## [EXERCISE PROMPT]
Rewrite the listing below, swapping every "Example format" for "Sample format" and leaving everything else as it is.

## [SOURCE DATA]

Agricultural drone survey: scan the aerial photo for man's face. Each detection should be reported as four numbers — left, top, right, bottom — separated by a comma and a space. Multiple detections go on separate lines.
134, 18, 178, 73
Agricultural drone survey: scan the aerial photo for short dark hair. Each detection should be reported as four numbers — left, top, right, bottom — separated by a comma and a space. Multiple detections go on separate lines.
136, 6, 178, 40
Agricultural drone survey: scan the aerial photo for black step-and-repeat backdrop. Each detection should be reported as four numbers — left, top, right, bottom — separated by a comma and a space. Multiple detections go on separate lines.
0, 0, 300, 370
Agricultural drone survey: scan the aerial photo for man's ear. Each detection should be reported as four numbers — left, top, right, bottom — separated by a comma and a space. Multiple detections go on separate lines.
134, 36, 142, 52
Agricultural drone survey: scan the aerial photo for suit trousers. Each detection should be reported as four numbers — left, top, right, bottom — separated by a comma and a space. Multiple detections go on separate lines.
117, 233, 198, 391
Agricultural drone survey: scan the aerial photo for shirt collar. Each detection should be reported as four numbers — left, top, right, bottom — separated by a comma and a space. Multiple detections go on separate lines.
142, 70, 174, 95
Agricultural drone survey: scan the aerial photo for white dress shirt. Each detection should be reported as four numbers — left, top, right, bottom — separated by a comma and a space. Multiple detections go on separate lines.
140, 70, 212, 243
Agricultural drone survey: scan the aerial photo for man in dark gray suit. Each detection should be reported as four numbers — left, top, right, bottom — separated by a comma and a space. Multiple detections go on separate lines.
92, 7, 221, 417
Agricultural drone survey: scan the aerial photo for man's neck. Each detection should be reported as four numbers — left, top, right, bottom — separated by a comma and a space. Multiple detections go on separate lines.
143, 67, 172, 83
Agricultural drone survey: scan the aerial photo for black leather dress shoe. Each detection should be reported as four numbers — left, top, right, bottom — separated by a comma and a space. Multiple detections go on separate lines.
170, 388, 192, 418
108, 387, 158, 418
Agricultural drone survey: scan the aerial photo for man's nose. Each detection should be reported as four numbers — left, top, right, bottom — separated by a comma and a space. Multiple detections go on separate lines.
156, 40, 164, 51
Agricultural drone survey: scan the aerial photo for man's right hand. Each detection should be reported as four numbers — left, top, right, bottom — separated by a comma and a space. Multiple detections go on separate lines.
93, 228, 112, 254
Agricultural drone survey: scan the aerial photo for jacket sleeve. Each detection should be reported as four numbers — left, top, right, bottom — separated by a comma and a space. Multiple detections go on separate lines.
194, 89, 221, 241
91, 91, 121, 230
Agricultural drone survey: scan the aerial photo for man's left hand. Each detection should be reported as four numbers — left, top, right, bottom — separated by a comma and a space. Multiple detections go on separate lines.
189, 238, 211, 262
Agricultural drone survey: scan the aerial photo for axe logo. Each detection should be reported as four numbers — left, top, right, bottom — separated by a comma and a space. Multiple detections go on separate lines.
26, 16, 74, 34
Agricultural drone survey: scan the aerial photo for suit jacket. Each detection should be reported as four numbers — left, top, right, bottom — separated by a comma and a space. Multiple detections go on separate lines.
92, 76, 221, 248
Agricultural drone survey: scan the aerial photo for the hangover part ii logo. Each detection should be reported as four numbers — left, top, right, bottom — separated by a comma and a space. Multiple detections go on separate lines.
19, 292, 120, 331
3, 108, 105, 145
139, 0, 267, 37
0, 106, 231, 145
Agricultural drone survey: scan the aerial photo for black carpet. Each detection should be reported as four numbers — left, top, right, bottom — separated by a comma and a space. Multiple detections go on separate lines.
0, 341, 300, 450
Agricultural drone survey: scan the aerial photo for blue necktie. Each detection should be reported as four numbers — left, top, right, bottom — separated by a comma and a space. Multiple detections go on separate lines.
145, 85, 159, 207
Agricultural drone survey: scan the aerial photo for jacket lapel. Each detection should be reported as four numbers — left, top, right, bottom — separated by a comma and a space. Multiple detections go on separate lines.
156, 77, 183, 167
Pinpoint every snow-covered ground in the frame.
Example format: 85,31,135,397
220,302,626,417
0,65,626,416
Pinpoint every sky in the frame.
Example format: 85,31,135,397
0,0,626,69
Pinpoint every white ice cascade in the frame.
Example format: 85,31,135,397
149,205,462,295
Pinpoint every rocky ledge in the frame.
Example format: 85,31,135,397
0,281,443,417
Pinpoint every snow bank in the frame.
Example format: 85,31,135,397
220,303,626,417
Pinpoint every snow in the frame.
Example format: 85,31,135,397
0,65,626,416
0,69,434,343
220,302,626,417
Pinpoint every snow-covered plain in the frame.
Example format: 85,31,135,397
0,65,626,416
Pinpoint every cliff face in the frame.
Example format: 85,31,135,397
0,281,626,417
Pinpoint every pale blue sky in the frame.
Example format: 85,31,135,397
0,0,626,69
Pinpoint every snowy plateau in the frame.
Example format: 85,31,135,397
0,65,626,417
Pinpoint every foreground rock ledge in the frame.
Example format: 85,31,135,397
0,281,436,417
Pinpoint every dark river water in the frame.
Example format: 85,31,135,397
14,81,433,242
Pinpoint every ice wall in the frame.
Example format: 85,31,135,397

## [FINISHED TASK]
Agricultural drone survey: scan the aerial photo for man's face. Each detection should be reported as four numbers — left, top, right, bottom — separated by a comma and a space. Multiple detections go on separate lines.
134, 18, 178, 73
Agricultural drone survey: scan the aerial photo for short dark hair. Each detection should be reported as four numbers — left, top, right, bottom — separated by a comma and a space. Multiple detections go on separate lines.
136, 6, 178, 40
Agricultural drone survey: scan the aerial photo for black step-and-repeat backdrop. Each detection should be reported as four numbers — left, top, right, bottom — separated by a comma and a space. Multiple detections go on separate lines.
0, 0, 300, 370
Agricultural drone survey: scan the aerial photo for man's ear. Each detection should be reported as four numbers — left, top, right, bottom — separated by a comma and a space. Multiple detections go on separate lines.
134, 36, 142, 52
Agricultural drone survey: scan the aerial photo for suit trousers. Each detection should be reported as four numbers — left, top, right, bottom — separated by a comma and a space. Multiple detections go on separate lines.
117, 233, 198, 391
Agricultural drone survey: scan the aerial photo for shirt collar. Each detection should be reported as four numbers — left, top, right, bottom — separated by a comma and a space. Multiple detections go on separate lines.
142, 70, 174, 95
Agricultural drone survey: scan the aerial photo for white dress shirt. Each detection should be reported as four numbers — left, top, right, bottom — separated by a comma and a space. Multiple detections go on separate lines.
140, 70, 212, 243
Agricultural drone survey: scan the aerial photo for man in dark gray suit. Each detection should be reported as four numbers — left, top, right, bottom — separated by a comma and a space. Multiple detections go on separate lines.
92, 7, 221, 417
Agricultural drone survey: scan the aerial photo for man's neck. Each detection should be reported as four numbers — left, top, right, bottom — separated by a comma and a space. Multiple detections go on separate lines.
143, 67, 172, 83
Agricultural drone survey: scan the aerial photo for black leather dress shoe. Each detection should be reported as four numbers — left, top, right, bottom — separated by a comma and a space. Multiple detections go on separate lines.
170, 388, 192, 418
108, 387, 158, 418
Agricultural drone survey: scan the aerial photo for man's nose. Each detection should be reported as four numbers — left, top, right, bottom — separated by a comma and a space. Multiple detections go on separate lines.
156, 40, 164, 51
Agricultural drone survey: scan the aerial photo for man's right hand. Each detection should be reported as four numbers — left, top, right, bottom — separated by a comma and a space. Multiple detections go on separate lines.
93, 228, 112, 254
Agricultural drone survey: scan the aerial photo for jacket sleeve. Each detection should be reported as four numbers — left, top, right, bottom — separated by a comma and a space. Multiple detections go on separate lines.
194, 89, 221, 241
91, 91, 121, 230
Agricultural drone survey: scan the aerial photo for man's left hand. Each detection should be reported as four numbers — left, top, right, bottom — separated by a comma and a space. Multiple detections go on separate lines.
189, 238, 211, 262
Agricultural drone survey: scan the aerial photo for axe logo. Each detection should be reported as four numbers — left, top, right, bottom — separated by a comma and a space. Multiple detections go on separate lines.
26, 16, 74, 34
Agricultural drone survey: scan the aerial photo for suit jacket. Each detection should be reported as four numbers — left, top, right, bottom — separated by a comma and a space. Multiple detections go on separate lines.
92, 76, 221, 248
Agricultural drone survey: scan the aerial photo for the hangover part ii logo. Each detection should be reported as four numbers — left, top, right, bottom — separated by a comma and a space. Multiple detections go on separate lines.
19, 292, 120, 331
3, 108, 105, 145
139, 0, 267, 37
0, 106, 231, 145
Agricultural drone survey: scan the aerial photo for black carpet. Each detection should be reported as four numbers — left, top, right, bottom — separated by a comma and a space. Multiple detections go on separate lines.
0, 341, 300, 450
Agricultural drone survey: scan the aerial photo for blue necktie. Each detection should be reported as four numbers — left, top, right, bottom — separated by a comma and a space. Multiple detections go on separate lines.
145, 85, 159, 207
Agricultural drone survey: scan the aerial photo for jacket lapel. Each detection should be reported as four numbers — left, top, right, bottom — separated by a comma and a space. Multiple detections go on separate lines.
156, 77, 183, 167
Pinpoint every snow-covered ground in the frame.
Sample format: 85,31,135,397
220,302,626,417
0,65,626,416
Pinpoint every sky in the frame.
Sample format: 85,31,135,397
0,0,626,69
Pinpoint every white ice cascade in the frame.
Sample format: 85,31,135,397
149,205,462,295
Pinpoint every rocky ledge in the frame.
Sample format: 85,31,135,397
0,281,443,417
Pinpoint every snow bank in the frame.
Sample format: 85,31,135,397
220,303,626,417
Pinpoint every snow in the frame.
Sample format: 85,31,135,397
0,65,626,416
0,69,434,343
220,302,626,417
Pinpoint every snow-covered plain in the frame.
Sample format: 85,31,135,397
0,65,626,416
Pinpoint every cliff face in the frame.
Sample format: 85,31,135,397
0,281,626,417
Pinpoint every pale blue sky in the frame.
Sample format: 85,31,135,397
0,0,626,69
Pinpoint every snowy plateau in the frame.
Sample format: 85,31,135,397
0,65,626,417
Pinpoint every foreground rock ledge in the frame.
Sample format: 85,31,135,397
0,281,436,417
Pinpoint every dark river water in the frame.
Sample format: 85,31,135,397
14,81,433,242
Pinpoint every ice wall in the frame.
Sample format: 85,31,135,397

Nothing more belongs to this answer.